Problem:
Give back every record exactly, images excluded.
** Opening Information block **
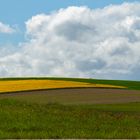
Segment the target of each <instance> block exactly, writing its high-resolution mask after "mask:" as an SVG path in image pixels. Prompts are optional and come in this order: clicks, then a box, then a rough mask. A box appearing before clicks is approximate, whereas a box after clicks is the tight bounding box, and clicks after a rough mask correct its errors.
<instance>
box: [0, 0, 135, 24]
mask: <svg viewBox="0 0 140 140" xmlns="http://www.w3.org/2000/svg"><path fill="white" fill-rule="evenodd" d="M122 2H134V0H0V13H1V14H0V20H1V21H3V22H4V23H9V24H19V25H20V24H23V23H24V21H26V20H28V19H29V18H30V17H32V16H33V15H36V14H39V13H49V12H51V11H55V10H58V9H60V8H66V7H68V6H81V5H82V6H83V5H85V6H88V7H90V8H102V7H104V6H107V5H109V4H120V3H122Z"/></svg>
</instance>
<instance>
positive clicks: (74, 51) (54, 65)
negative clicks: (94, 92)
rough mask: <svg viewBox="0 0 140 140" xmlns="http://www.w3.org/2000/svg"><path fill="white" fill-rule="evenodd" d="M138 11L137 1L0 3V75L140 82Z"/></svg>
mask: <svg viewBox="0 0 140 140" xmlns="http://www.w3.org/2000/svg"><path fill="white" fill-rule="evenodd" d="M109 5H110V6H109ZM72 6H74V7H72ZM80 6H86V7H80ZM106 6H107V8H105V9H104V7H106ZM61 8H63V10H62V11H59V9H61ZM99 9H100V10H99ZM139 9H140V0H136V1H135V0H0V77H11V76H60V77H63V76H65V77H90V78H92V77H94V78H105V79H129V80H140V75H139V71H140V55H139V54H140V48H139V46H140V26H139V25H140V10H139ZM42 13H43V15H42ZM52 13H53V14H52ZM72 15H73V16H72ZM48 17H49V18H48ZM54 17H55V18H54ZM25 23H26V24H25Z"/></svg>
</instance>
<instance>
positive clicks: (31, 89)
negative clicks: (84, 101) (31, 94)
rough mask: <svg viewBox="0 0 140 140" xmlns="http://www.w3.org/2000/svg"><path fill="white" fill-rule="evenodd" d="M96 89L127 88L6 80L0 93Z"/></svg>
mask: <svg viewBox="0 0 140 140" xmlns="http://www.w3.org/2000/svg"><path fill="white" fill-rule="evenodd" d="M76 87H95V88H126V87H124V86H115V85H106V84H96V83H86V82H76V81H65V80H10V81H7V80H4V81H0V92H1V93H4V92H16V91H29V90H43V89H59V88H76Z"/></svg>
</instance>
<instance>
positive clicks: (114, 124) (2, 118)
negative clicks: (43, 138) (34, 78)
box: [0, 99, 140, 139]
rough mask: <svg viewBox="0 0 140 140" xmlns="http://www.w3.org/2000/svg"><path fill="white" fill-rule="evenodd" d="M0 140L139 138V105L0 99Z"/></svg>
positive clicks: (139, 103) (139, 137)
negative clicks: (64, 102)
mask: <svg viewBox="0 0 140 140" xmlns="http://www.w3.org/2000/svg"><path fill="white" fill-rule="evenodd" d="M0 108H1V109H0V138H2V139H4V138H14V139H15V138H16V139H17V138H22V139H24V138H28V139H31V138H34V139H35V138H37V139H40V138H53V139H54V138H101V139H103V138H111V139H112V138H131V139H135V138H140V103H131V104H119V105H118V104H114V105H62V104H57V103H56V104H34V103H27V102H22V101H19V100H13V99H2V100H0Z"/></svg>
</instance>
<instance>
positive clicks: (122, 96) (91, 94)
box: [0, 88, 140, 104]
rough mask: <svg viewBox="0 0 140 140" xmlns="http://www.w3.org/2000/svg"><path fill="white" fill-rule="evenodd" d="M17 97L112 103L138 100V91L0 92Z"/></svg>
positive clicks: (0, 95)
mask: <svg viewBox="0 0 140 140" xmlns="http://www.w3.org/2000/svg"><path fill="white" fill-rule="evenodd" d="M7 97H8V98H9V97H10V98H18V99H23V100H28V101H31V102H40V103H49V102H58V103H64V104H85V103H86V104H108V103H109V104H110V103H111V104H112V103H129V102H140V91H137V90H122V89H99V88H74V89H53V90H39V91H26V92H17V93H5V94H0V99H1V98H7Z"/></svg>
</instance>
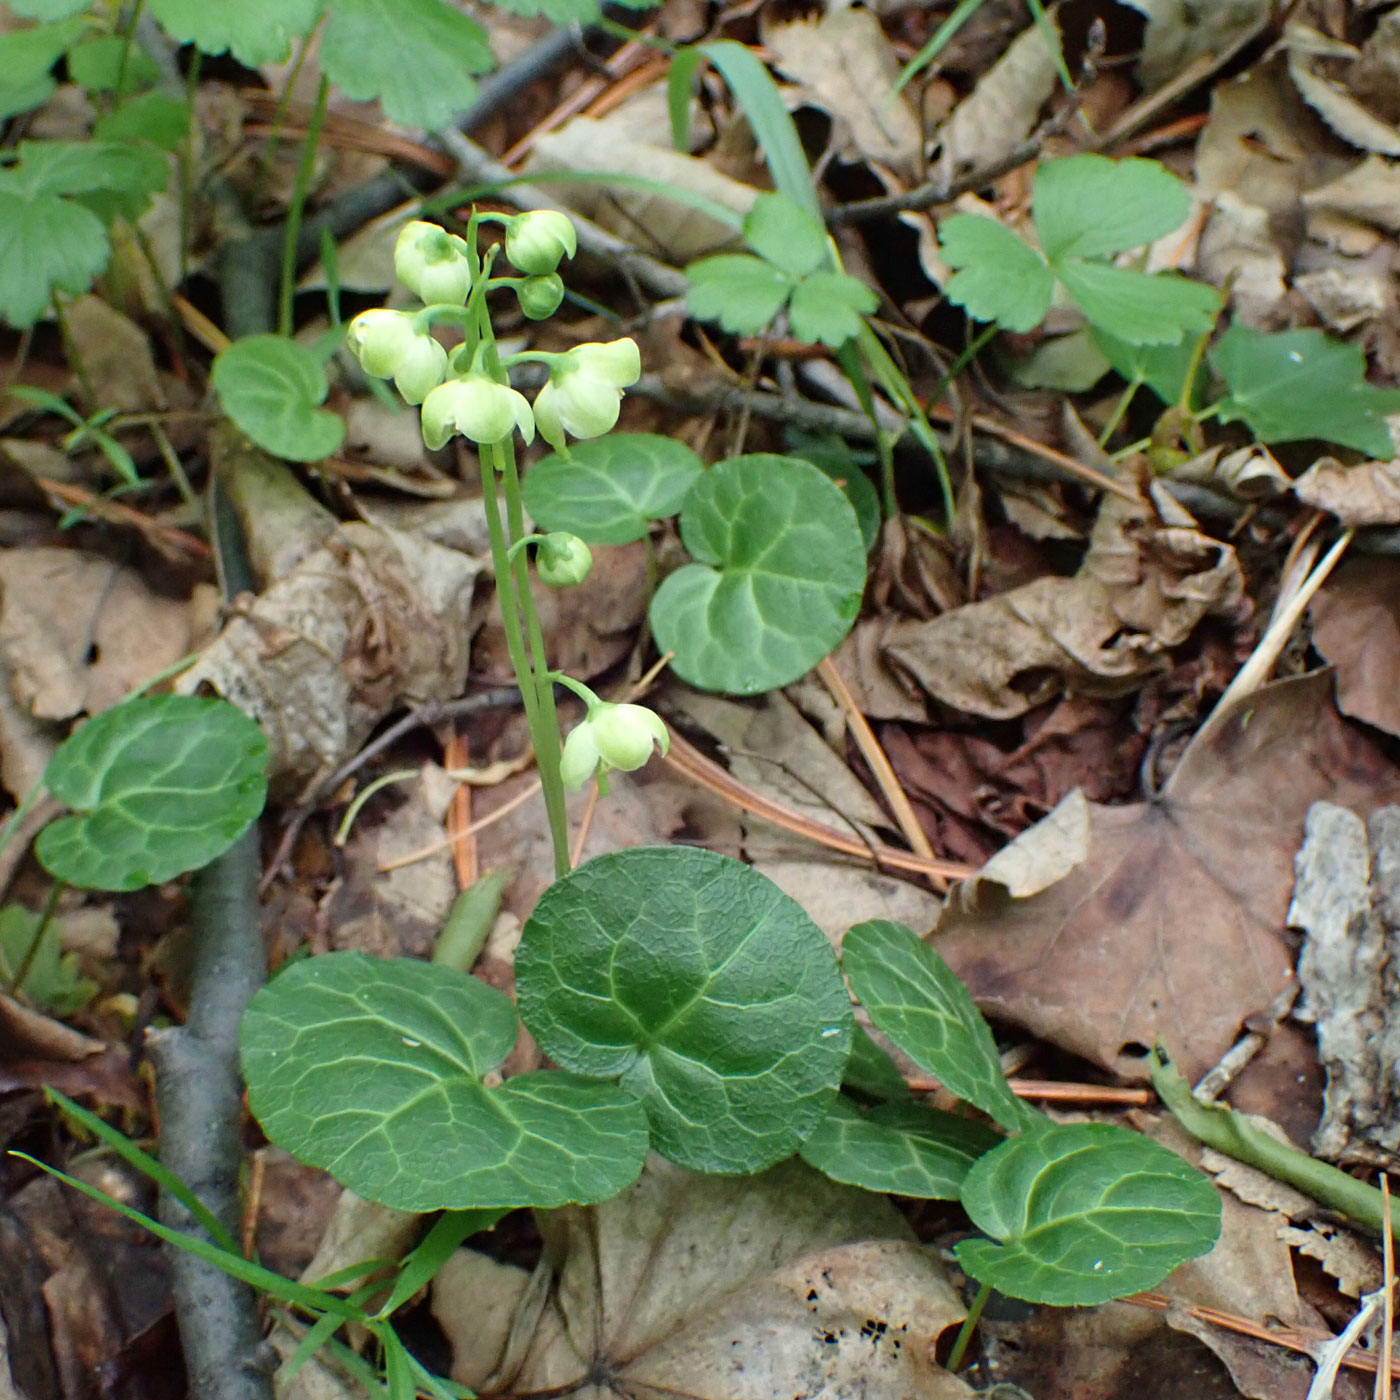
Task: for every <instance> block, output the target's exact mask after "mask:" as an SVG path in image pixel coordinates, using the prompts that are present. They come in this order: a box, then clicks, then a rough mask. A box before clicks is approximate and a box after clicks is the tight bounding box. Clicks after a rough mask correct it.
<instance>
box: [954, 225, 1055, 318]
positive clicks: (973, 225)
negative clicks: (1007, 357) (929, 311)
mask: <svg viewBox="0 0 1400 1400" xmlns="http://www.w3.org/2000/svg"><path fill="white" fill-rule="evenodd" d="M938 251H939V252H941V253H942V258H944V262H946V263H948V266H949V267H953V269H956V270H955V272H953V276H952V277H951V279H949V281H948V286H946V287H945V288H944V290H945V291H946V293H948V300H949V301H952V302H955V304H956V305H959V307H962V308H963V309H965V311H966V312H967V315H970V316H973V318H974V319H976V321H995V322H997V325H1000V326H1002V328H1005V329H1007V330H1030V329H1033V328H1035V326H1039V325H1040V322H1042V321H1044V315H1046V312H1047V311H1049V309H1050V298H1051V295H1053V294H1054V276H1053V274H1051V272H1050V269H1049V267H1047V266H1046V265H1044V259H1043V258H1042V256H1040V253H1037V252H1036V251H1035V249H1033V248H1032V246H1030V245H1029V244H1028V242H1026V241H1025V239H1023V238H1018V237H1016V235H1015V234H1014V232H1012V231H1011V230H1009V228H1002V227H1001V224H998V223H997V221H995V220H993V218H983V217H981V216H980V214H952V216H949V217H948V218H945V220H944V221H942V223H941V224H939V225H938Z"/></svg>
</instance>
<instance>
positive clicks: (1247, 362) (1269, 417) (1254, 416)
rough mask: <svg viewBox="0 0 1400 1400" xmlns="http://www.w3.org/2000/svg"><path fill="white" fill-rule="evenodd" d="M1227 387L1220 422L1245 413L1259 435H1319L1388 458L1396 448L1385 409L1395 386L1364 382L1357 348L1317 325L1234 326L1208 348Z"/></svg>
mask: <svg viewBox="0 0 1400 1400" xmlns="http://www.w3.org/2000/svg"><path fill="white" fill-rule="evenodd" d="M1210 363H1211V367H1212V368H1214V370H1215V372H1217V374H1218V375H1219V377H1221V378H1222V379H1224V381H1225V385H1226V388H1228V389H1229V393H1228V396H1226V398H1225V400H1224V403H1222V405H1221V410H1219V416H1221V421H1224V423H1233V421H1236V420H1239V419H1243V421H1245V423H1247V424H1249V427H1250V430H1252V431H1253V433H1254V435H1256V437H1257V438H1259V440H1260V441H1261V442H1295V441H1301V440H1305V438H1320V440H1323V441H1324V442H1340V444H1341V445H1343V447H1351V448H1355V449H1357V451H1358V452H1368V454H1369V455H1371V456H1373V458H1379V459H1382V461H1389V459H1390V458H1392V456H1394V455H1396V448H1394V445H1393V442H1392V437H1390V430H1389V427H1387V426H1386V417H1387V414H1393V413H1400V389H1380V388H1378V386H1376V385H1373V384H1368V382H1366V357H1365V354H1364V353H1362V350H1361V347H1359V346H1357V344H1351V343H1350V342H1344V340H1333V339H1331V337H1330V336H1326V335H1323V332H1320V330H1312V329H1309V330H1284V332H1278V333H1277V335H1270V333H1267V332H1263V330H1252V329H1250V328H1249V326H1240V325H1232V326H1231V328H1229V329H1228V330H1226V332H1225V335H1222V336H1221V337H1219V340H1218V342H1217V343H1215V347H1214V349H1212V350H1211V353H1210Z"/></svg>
** Closing Information block **
Exercise answer:
Segment the target of each <instance> block exactly, writing its high-resolution mask after "mask:" as an SVG path in image pixels. Prompts are optional and come in this order: clicks, then a box, then a rough mask. A box appearing before clicks is approximate, whereas a box after clicks is the tight bounding box, and clicks after a rough mask correct its errors.
<instance>
box: [0, 0, 135, 24]
mask: <svg viewBox="0 0 140 140" xmlns="http://www.w3.org/2000/svg"><path fill="white" fill-rule="evenodd" d="M122 2H134V0H0V13H1V14H0V20H1V21H3V22H4V23H9V24H19V25H20V24H23V23H24V21H26V20H28V19H29V18H30V17H32V16H33V15H36V14H39V13H49V12H51V11H55V10H58V9H60V8H66V7H68V6H81V5H82V6H83V5H85V6H88V7H90V8H102V7H104V6H107V5H109V4H120V3H122Z"/></svg>
</instance>
<instance>
positive clicks: (74, 51) (54, 65)
negative clicks: (94, 92)
rough mask: <svg viewBox="0 0 140 140" xmlns="http://www.w3.org/2000/svg"><path fill="white" fill-rule="evenodd" d="M138 11L137 1L0 3V75L140 82Z"/></svg>
mask: <svg viewBox="0 0 140 140" xmlns="http://www.w3.org/2000/svg"><path fill="white" fill-rule="evenodd" d="M109 5H110V6H109ZM72 6H74V7H72ZM80 6H86V7H80ZM106 6H107V8H105V9H104V7H106ZM61 8H63V10H62V11H59V9H61ZM99 9H100V10H99ZM139 9H140V0H136V1H135V0H0V77H11V76H60V77H63V76H65V77H90V78H92V77H94V78H105V79H129V80H140V75H139V71H140V55H139V54H140V48H139V46H140V26H139V25H140V10H139ZM42 13H43V15H42ZM52 13H53V14H52ZM72 15H73V16H72ZM48 17H49V18H48ZM54 17H55V18H54ZM25 23H26V24H25Z"/></svg>
</instance>
<instance>
positive clicks: (31, 89)
negative clicks: (84, 101) (31, 94)
rough mask: <svg viewBox="0 0 140 140" xmlns="http://www.w3.org/2000/svg"><path fill="white" fill-rule="evenodd" d="M96 89L127 88L6 80L0 93Z"/></svg>
mask: <svg viewBox="0 0 140 140" xmlns="http://www.w3.org/2000/svg"><path fill="white" fill-rule="evenodd" d="M76 87H95V88H126V87H124V86H115V85H106V84H96V83H86V82H76V81H65V80H10V81H7V80H4V81H0V92H1V93H4V92H16V91H29V90H43V89H59V88H76Z"/></svg>
</instance>
<instance>
positive clicks: (114, 124) (2, 118)
negative clicks: (43, 138) (34, 78)
box: [0, 99, 140, 139]
rough mask: <svg viewBox="0 0 140 140" xmlns="http://www.w3.org/2000/svg"><path fill="white" fill-rule="evenodd" d="M0 140L139 138V105L0 99Z"/></svg>
positive clicks: (139, 103) (139, 137)
negative clicks: (64, 102)
mask: <svg viewBox="0 0 140 140" xmlns="http://www.w3.org/2000/svg"><path fill="white" fill-rule="evenodd" d="M0 108H1V109H0V138H2V139H4V138H14V139H15V138H16V139H17V138H22V139H24V138H28V139H31V138H34V139H35V138H37V139H40V138H53V139H54V138H101V139H103V138H111V139H112V138H131V139H135V138H140V103H131V104H119V105H118V104H114V105H62V104H57V103H56V104H34V103H27V102H22V101H19V100H13V99H2V100H0Z"/></svg>
</instance>
<instance>
positive clicks: (122, 96) (91, 94)
box: [0, 88, 140, 104]
rough mask: <svg viewBox="0 0 140 140" xmlns="http://www.w3.org/2000/svg"><path fill="white" fill-rule="evenodd" d="M17 97L112 103L138 100V91L0 92Z"/></svg>
positive clicks: (0, 95)
mask: <svg viewBox="0 0 140 140" xmlns="http://www.w3.org/2000/svg"><path fill="white" fill-rule="evenodd" d="M7 97H8V98H9V97H10V98H18V99H23V100H28V101H31V102H40V103H49V102H58V103H64V104H85V103H86V104H108V103H109V104H110V103H111V104H112V103H129V102H140V91H137V90H122V89H99V88H74V89H53V90H39V91H26V92H17V93H5V94H0V99H1V98H7Z"/></svg>
</instance>
Task: for every <instance> block, output the target's exact mask after "mask:" as an SVG path in image pixel coordinates, using the prompts that are present. They come in this order: a box, then clicks, then a rough mask. A box before clicks is approximate and a box after clicks is the tight bounding box. Clicks after a rough mask correct it.
<instance>
box: [954, 225, 1055, 318]
positive clicks: (973, 225)
negative clicks: (1007, 357) (929, 311)
mask: <svg viewBox="0 0 1400 1400" xmlns="http://www.w3.org/2000/svg"><path fill="white" fill-rule="evenodd" d="M938 251H939V252H941V253H942V258H944V262H946V263H948V266H949V267H953V269H956V270H955V272H953V276H952V277H951V279H949V281H948V286H946V287H945V288H944V290H945V291H946V293H948V300H949V301H952V302H955V304H956V305H959V307H962V308H963V309H965V311H966V312H967V315H970V316H973V318H974V319H976V321H995V322H997V325H1000V326H1002V328H1005V329H1007V330H1030V329H1033V328H1035V326H1039V325H1040V322H1042V321H1044V315H1046V312H1047V311H1049V309H1050V298H1051V295H1053V294H1054V276H1053V274H1051V272H1050V269H1049V267H1047V266H1046V265H1044V259H1043V258H1042V256H1040V253H1037V252H1036V251H1035V249H1033V248H1032V246H1030V245H1029V244H1028V242H1026V241H1025V239H1023V238H1018V237H1016V235H1015V234H1014V232H1012V231H1011V230H1009V228H1002V227H1001V224H998V223H997V221H995V220H993V218H983V217H981V216H980V214H952V216H949V217H948V218H945V220H944V221H942V223H941V224H939V225H938Z"/></svg>
</instance>
<instance>
positive clicks: (1247, 362) (1269, 417) (1254, 416)
rough mask: <svg viewBox="0 0 1400 1400" xmlns="http://www.w3.org/2000/svg"><path fill="white" fill-rule="evenodd" d="M1227 387L1220 422L1245 413L1259 435H1319L1388 458L1396 448L1385 409L1395 386L1364 382L1357 348L1317 325L1234 326L1208 348Z"/></svg>
mask: <svg viewBox="0 0 1400 1400" xmlns="http://www.w3.org/2000/svg"><path fill="white" fill-rule="evenodd" d="M1210 363H1211V367H1212V368H1214V370H1215V372H1217V374H1218V375H1219V377H1221V378H1222V379H1224V381H1225V385H1226V388H1228V389H1229V393H1228V396H1226V398H1225V400H1224V403H1222V405H1221V410H1219V416H1221V421H1224V423H1233V421H1236V420H1239V419H1243V421H1245V423H1247V424H1249V427H1250V430H1252V431H1253V433H1254V435H1256V437H1257V438H1259V440H1260V441H1261V442H1295V441H1301V440H1305V438H1320V440H1323V441H1324V442H1340V444H1341V445H1343V447H1351V448H1355V449H1357V451H1358V452H1368V454H1369V455H1371V456H1373V458H1379V459H1382V461H1389V459H1390V458H1392V456H1394V455H1396V448H1394V445H1393V442H1392V437H1390V430H1389V427H1387V426H1386V417H1387V414H1393V413H1400V389H1380V388H1378V386H1376V385H1373V384H1368V382H1366V357H1365V354H1364V353H1362V350H1361V347H1359V346H1357V344H1351V343H1350V342H1344V340H1333V339H1331V337H1330V336H1326V335H1323V332H1320V330H1312V329H1309V330H1284V332H1278V333H1277V335H1270V333H1267V332H1263V330H1252V329H1250V328H1249V326H1240V325H1232V326H1231V328H1229V329H1228V330H1226V332H1225V335H1222V336H1221V337H1219V340H1218V342H1217V343H1215V347H1214V349H1212V350H1211V353H1210Z"/></svg>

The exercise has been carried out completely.